Text excerpt:

Requirements in road traffic
Traffic places high demands on its participants. People have to react quickly. The mechanics must function for a long time. The electronics must not fail. People should be disturbed as little as possible. The environment should be burdened as little as possible. And the price of the vehicles should be so low that everyone can afford mobility.
Several of these demands are in conflict with each other. Therefore, compromises must be found that ensure the smoothest possible flow of traffic and do not burden and restrict the participants more than necessary. Today's laws and regulations ensure road safety. In cooperation with the registration offices, the technical inspection associations and other institutions, it is ensured that safety is maintained throughout the operating life of a vehicle.
To this end, vehicles that participate in public road traffic must meet certain requirements.
Vehicles that are registered in Europe must comply with European laws. These are based on the ECE regulations. These regulations define the technical characteristics of important vehicle components. This ensures a uniform minimum standard for all vehicles registered for European road traffic.
The ECE regulations subdivide vehicles into different vehicle types. This subdivision is laid down in regulation ECE-R 78.
Regulation ECE-R 48 specifies which lighting equipment must be fitted to the various vehicle types. Also the exact number, respectively minimum and maximum equipment, as well as the mounting locations are specified.
It should be noted that this document is not a legal text. It merely quotes in part from the relevant regulations and laws. For binding statements, the legal regulations or official translations of these should be consulted. No guarantee is given for the correctness of the information given here.
The current ECE regulations are published on the UN website. There they can be freely viewed by anyone.

Dataset:
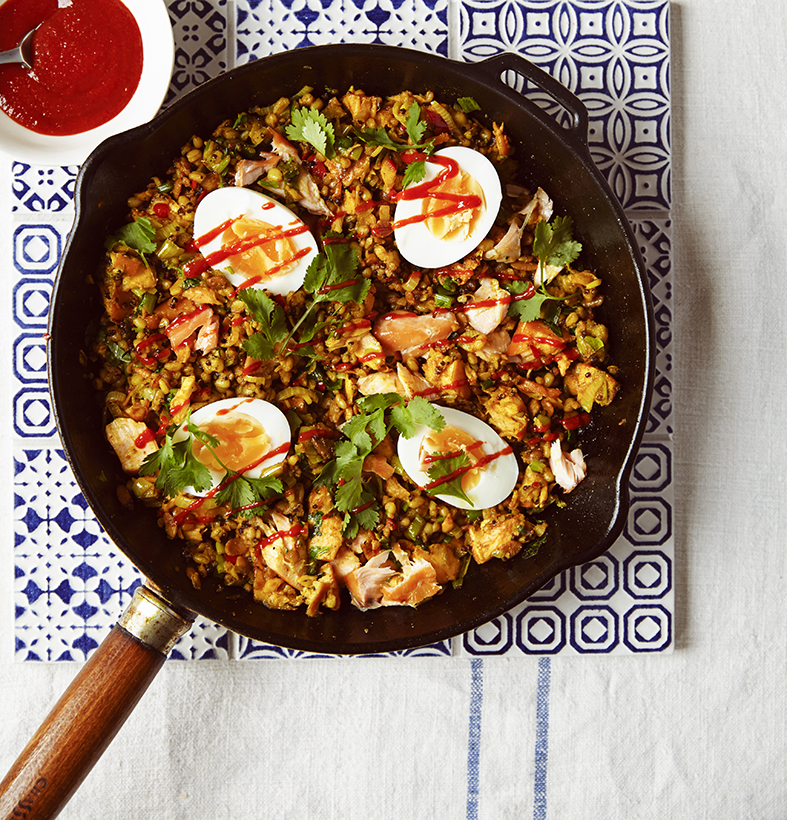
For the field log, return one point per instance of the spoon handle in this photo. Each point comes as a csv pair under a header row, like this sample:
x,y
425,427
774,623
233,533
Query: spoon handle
x,y
13,55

What is needed: Carry the text on road traffic requirements, which stands above the items, forward from its final sentence.

Written response:
Contracting parties to the ECE regulations
A number of countries participate in the further development of the ECE regulations, because new technologies in vehicle technology require continuous adaptation of the regulations. Other states recognize the regulations and test vehicles and vehicle parts on the basis of them. A positive test forms the basis for the approval of the vehicle part or vehicle for road traffic. The vehicle is then approved for all states that are contracting parties.
The country in which the test or approval took place is noted on the tested part. This can be recognized by the test mark of the contract partner, which is affixed to the vehicle part in a circle. The test center for technical lighting equipment on vehicles works together with the Federal Motor Transport Authority in Flensburg. Vehicle parts tested here receive the E1 test mark.
The following overview is not complete, but consists of randomly selected partners. A list of all contracting parties can be found in the general part of the current ECE regulation.
Contracting Parties to the Agreement concerning the Adoption of Uniform Technical Prescriptions for Wheeled Vehicles, Equipment and Attachments.
Lighting equipment on vehicles
Vehicle lighting serves a variety of purposes. The headlights illuminate the road at night, and serve to orient the driver. The lights, on the other hand, serve other road users for orientation. They inform other road users about the position (for example, with the rear lights) and the change of movement (for example, with the brake lights) of the vehicle.
For motor vehicles, the lighting equipment is specified in the ECE regulations and is valid internationally. For bicycles, national regulations still apply at present. In this case, the test center for technical lighting equipment on vehicles is your test center and a contact if you have any questions. The prescribed technical lighting equipment on bicycles is listed in the StVZO (Road Traffic Licensing Regulations), paragraph 67.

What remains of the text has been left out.